# Exercise input
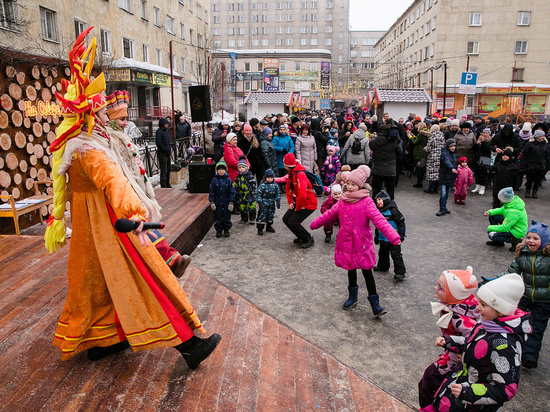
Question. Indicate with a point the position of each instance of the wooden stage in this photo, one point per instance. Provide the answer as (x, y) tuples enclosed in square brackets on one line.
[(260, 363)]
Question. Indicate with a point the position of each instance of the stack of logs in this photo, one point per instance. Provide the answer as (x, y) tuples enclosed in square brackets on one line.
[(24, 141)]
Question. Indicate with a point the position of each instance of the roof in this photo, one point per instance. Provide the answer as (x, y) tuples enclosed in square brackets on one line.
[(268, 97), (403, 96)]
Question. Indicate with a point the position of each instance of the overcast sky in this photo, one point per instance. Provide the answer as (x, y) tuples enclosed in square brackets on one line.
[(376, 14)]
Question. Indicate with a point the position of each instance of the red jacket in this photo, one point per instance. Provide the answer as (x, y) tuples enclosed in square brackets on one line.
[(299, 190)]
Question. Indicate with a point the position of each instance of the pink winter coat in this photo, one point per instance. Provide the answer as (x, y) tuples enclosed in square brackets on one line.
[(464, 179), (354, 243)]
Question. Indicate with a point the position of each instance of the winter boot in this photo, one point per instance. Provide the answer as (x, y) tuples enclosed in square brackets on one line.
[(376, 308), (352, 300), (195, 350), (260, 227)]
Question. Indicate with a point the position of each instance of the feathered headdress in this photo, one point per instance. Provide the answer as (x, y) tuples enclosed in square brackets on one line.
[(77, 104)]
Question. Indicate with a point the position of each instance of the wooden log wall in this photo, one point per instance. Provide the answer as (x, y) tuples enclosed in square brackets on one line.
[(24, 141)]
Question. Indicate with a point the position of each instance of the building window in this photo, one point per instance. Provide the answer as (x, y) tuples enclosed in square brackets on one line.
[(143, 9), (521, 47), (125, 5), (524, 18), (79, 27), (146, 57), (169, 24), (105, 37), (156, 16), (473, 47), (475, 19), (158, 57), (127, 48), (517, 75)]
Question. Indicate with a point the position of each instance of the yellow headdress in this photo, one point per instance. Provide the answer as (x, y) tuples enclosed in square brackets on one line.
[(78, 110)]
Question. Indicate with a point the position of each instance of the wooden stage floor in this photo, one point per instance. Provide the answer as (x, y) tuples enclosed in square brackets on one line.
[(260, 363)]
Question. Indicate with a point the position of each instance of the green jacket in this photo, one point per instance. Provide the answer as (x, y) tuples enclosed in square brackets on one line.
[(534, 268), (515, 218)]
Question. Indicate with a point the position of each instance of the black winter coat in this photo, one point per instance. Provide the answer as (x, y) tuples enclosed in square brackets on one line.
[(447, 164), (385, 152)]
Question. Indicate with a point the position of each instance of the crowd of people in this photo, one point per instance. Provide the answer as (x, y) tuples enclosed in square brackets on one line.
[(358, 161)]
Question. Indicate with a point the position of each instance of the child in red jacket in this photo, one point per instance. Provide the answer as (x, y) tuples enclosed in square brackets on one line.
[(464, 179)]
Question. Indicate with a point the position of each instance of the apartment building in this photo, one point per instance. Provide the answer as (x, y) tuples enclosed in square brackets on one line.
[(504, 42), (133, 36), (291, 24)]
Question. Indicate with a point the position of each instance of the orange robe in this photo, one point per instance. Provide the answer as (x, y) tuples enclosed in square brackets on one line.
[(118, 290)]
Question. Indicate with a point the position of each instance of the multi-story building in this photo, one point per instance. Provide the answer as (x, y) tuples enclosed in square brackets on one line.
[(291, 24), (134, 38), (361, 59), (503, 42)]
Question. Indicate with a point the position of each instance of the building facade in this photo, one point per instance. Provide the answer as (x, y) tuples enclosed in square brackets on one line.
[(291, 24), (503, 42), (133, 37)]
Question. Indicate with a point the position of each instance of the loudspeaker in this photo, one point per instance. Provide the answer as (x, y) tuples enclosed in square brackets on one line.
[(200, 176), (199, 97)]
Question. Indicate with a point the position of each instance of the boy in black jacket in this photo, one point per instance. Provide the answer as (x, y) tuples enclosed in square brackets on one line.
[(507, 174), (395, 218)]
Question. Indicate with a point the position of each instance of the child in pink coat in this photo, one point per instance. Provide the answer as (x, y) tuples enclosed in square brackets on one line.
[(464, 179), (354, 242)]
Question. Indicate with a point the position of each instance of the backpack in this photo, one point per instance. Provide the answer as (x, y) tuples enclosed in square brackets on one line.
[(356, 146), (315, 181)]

# Stated problem
Format all the lines above as a two-column CSV headed text and answer, with one row per line holding its wording and its answer, each in its own double-quoted field with line breaks replaced by spaces. Leave the pictures out.

# The reply
text,answer
"Question. Indicate with a point the position of each instance of the wooden stage in this photo, one point per instance. Provide the answer as (x, y) tuples enclosed in square brackets on one line.","[(260, 363)]"
"Question. Indicate with a point the position of each instance of the stack of logs in this photo, one point per instance. Provide the answer as (x, y) tuples enclosed in square brackets on one line.","[(24, 141)]"
"Question. Indicate with a point the position of each instance of the roof in this photo, one point per instance. Provide the answer as (x, y) tuples enclosed in square brackets on one line.","[(268, 97), (403, 96)]"
"Question. Indicate with a point the position of each instance of the overcast sky in this photo, one point per instance. Provide the answer as (x, y) tuples enclosed in square brackets on one line.","[(376, 14)]"
"Question. Indicate with a point the position of each instance of the red jacket in this photo, one point per instance. Provide the answer as (x, y) tuples enclosed in square brackets on one line.","[(299, 190)]"
"Question. Indicate with a point the position of each instance of the pink winter coat in this photo, one point per instance. Provide the answer as (x, y) tuples enclosed in square brackets on one line.","[(464, 179), (354, 243)]"
"Question. Indicate with a point the position of each instance of the winter boot in this photo, one point per instance. Provide the answer as (x, y) tuples enclosed in square brackets on one line.","[(376, 308), (352, 300), (195, 350), (260, 227)]"
"Question. Indicate with a point the position of each instance of the feathered headdress in this photo, one point per instance. Provide the answer as (x, y) tuples enclosed in square brackets on one line.","[(77, 104)]"
"Question. Indicate with a point the position of each instance of the wooden log wall in this photo, one point per instance. Provide the answer as (x, y) tuples enclosed in square brackets on one line.","[(24, 141)]"
"Question. Indicate with a point the position of each instance of the building window in this photo, one point per instance. Provide the answer as (x, y) tuples enclosed in square brackets on one line.","[(143, 9), (521, 47), (125, 5), (524, 18), (79, 27), (146, 57), (169, 24), (105, 37), (156, 16), (473, 47), (475, 19), (158, 57), (127, 48), (517, 75)]"
"Question. Indicate with a point the position of each instance of the yellow headdress in this photo, one point per instance. Provide the answer as (x, y) tuples enclosed in square brackets on one line.","[(78, 110)]"
"Question. Indicate with a point the position of each instance of the wooden stage floor in this photo, one point per instance. Provide the answer as (x, y) tuples enclosed in square brackets on one line.","[(260, 363)]"
"Question. Indicate with a point the position of each instance of the green jacket in this photo, one point per instance. Provide the answer as (x, y) tuples enclosed in square brackets on one line.","[(534, 268), (515, 218)]"
"Question. Indicate with a point the position of each instance of the black winter coat in this photo, one point per instance. Provide the answer as (x, y) tuples enclosed in square brackets on one line.","[(447, 164), (385, 152)]"
"Question. Indicate with a point the position of each instance of the crowd of people in this photo, one point per instance. Provide the answer as (x, y) tuples enclosed in square brackets on one line.","[(358, 161)]"
"Question. Indicate with a point the position of each instance of the child in red jacket in this photo, one point per instance. Provide the answer as (x, y) tuples enclosed in square brackets on one line.","[(464, 179)]"
"Question. Indicate with a point the position of each instance of the apartment building in this photo, one point per instance. Provide the answer as (x, y) tuples enclosed in square brackets on one line.","[(504, 42), (133, 36), (291, 24)]"
"Question. Indicate with a point the position of each instance of the orange robe in this photo, one point per instance. Provide the answer as (x, y) tuples enclosed in square brackets on one line.","[(118, 290)]"
"Question. Indicate with a point the position of each instance of the multi-story building in this photo, one point per instance. Provide the answer as (x, y) tuples enclosed in square brackets on one line.","[(291, 24), (134, 38), (361, 59), (503, 42)]"
"Question. Indicate with a point the position of each instance of the building facade in this photo, one point per instance. Provide the answer as (x, y) tuples enclosed in square brackets on one line.","[(291, 24), (503, 42), (133, 37)]"
"Question. Indicate with a point the position of each instance of the loudspeaker in this photo, one point per instance. Provide the answer as (x, y) tuples enclosed in square brackets on one line.","[(200, 176), (199, 97)]"
"Question. Indicate with a point the position of each instance of the boy in black jacket in this photo, one point per instance. Provide the answer as (x, y) tuples enclosed in square brackets on one line.","[(507, 174), (395, 218)]"
"Question. Indicate with a point the position of each instance of the child in pink coat in this photo, one point per instance. Provide the answer as (x, y) tuples enclosed in square brackets on one line.","[(464, 179), (354, 242)]"
"Question. Indicate with a point the position of each instance of the backpack in this photo, one point per instance. Provide the answer as (x, y) tuples enclosed in square brackets on one line.","[(356, 146), (315, 181)]"